╭──

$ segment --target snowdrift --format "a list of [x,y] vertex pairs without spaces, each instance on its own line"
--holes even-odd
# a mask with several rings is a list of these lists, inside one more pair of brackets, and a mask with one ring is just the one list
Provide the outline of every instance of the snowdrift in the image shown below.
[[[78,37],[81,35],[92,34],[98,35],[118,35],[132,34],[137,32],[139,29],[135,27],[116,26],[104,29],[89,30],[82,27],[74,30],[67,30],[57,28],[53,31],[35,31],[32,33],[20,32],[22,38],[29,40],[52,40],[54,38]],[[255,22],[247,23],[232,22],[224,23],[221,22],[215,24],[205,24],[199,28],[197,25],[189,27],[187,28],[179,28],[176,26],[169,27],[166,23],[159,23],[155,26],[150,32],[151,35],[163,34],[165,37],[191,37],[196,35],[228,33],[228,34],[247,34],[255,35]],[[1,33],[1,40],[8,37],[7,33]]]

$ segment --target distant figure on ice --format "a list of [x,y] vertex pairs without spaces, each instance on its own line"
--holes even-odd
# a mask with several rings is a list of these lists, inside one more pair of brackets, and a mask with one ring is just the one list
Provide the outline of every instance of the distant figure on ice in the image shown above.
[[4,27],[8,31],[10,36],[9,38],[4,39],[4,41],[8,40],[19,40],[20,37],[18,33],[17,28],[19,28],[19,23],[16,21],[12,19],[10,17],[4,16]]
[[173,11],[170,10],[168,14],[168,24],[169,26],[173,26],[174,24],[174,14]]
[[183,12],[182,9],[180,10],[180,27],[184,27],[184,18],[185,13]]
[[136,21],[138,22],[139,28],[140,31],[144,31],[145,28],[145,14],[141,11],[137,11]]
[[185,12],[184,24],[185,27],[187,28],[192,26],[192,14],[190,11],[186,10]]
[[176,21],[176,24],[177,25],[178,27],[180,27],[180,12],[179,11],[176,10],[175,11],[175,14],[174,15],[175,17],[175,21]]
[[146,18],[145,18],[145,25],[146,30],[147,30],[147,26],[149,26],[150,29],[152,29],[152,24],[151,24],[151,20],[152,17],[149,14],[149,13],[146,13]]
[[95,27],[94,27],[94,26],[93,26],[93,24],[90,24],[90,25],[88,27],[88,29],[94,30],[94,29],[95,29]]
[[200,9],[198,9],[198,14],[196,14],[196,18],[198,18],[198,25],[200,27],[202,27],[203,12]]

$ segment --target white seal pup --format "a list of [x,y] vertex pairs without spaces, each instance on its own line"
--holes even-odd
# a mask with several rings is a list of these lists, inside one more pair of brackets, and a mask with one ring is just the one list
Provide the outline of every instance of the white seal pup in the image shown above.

╰──

| Given task |
Reproduce every item above, swapping each occurrence of "outline" for "contour" and leaving all else unchanged.

| Task output |
$ segment --target snowdrift --format "a list of [x,y] vertex pairs without spaces, each instance on its own line"
--holes even-odd
# a mask with several rings is a list of these lists, inside one more pair of brackets, and a mask with one ring is just the one list
Provide the contour of every instance of the snowdrift in the image shown below.
[[[78,37],[81,35],[92,34],[98,35],[118,35],[132,34],[137,32],[139,29],[135,27],[116,26],[104,29],[89,30],[82,27],[74,30],[67,30],[57,28],[53,31],[35,31],[32,33],[20,32],[22,38],[29,40],[52,40],[54,38]],[[255,22],[247,23],[232,22],[224,23],[221,22],[215,24],[205,24],[199,28],[197,25],[189,27],[187,28],[179,28],[176,26],[169,27],[166,23],[159,23],[155,26],[150,32],[151,35],[163,34],[165,37],[191,37],[196,35],[228,33],[228,34],[247,34],[255,35]],[[1,33],[1,40],[8,37],[7,33]]]

$ segment --target distant figure on ice --format "a list of [x,y] vertex pairs without spaces, each instance on its own line"
--holes even-odd
# a mask with several rings is a list of these lists, inside one more pair of brackets, and a mask with one ring is just the one list
Provide the contour of every instance of the distant figure on ice in the image shown above.
[[4,27],[8,31],[10,36],[9,38],[4,39],[4,41],[8,40],[19,40],[20,37],[18,33],[17,28],[19,28],[19,23],[16,21],[12,19],[10,17],[4,16]]
[[173,11],[170,10],[168,14],[168,24],[169,26],[173,26],[174,24],[174,14]]
[[183,12],[182,9],[180,10],[180,27],[184,27],[184,18],[185,13]]
[[136,21],[138,22],[139,28],[140,31],[144,31],[145,28],[145,14],[141,11],[137,11]]
[[185,12],[184,24],[185,27],[187,28],[192,26],[192,14],[190,11],[186,10]]
[[176,21],[176,24],[177,25],[178,27],[180,27],[180,12],[179,11],[176,10],[175,11],[175,14],[174,15],[175,17],[175,21]]
[[146,18],[145,18],[145,25],[146,30],[147,30],[147,26],[149,26],[150,29],[152,29],[152,24],[151,24],[151,20],[152,17],[149,14],[149,13],[146,13]]
[[95,27],[94,27],[94,26],[93,26],[93,24],[90,24],[90,25],[88,27],[88,29],[94,30],[94,29],[95,29]]
[[200,9],[198,9],[198,14],[196,14],[196,18],[198,18],[198,25],[200,27],[202,27],[203,12]]

$ segment --target white seal pup --format "a list of [x,y] vertex pairs without spaces, each instance on its own line"
--holes even-odd
# a mask with several rings is a list of these lists, inside one more pair of brackets, and a mask with one ring is just the one list
Provide the contour of every instance of the white seal pup in the image shown above.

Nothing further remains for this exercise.